## REQUIRED WORK
Where an entry below contains an image, skip the image and copy the rest exactly.

## Stored data

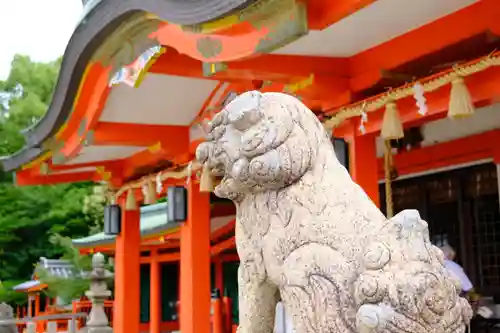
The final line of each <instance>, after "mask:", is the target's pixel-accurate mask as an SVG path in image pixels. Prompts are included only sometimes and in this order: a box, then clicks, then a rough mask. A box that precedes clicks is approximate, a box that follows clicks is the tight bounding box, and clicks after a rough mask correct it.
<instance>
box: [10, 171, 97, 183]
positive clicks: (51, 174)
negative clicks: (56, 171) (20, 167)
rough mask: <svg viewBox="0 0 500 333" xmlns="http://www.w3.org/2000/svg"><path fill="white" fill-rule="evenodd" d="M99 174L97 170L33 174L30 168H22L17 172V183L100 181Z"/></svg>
mask: <svg viewBox="0 0 500 333" xmlns="http://www.w3.org/2000/svg"><path fill="white" fill-rule="evenodd" d="M99 178H100V177H99V175H98V174H97V173H96V172H95V171H85V172H72V173H62V174H49V175H33V174H32V173H31V170H30V169H27V170H22V171H19V172H17V173H16V185H18V186H31V185H49V184H62V183H78V182H86V181H98V180H100V179H99Z"/></svg>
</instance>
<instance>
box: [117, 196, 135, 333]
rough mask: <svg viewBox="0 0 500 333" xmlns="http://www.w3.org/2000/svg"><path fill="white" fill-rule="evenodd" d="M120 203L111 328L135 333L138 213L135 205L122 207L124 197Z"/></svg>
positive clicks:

## ANSWER TO THE PROBLEM
The final line of each <instance>, after "mask:", is the target's pixel-accurate mask as an SVG path in image pixels. Prompts are included only sometimes and in this order: a box, then clicks, then a rough mask. A box that precedes clicks is approximate, a box that follows clicks is the tight bounding box, and clicks after a rough mask correct it.
<instance>
box: [10, 171, 97, 183]
positive clicks: (51, 174)
negative clicks: (56, 171) (20, 167)
rough mask: <svg viewBox="0 0 500 333" xmlns="http://www.w3.org/2000/svg"><path fill="white" fill-rule="evenodd" d="M99 174L97 170L33 174L30 168H22L17 172V183L100 181Z"/></svg>
mask: <svg viewBox="0 0 500 333" xmlns="http://www.w3.org/2000/svg"><path fill="white" fill-rule="evenodd" d="M99 178H100V177H99V175H98V174H97V173H96V172H95V171H85V172H72V173H62V174H49V175H33V174H32V173H31V170H30V169H27V170H22V171H19V172H17V173H16V185H18V186H31V185H49V184H62V183H78V182H86V181H98V180H100V179H99Z"/></svg>
</instance>
<instance>
box: [117, 196, 135, 333]
rough mask: <svg viewBox="0 0 500 333" xmlns="http://www.w3.org/2000/svg"><path fill="white" fill-rule="evenodd" d="M120 203L111 328L135 333L138 213L135 205L122 207L124 197Z"/></svg>
positive clicks:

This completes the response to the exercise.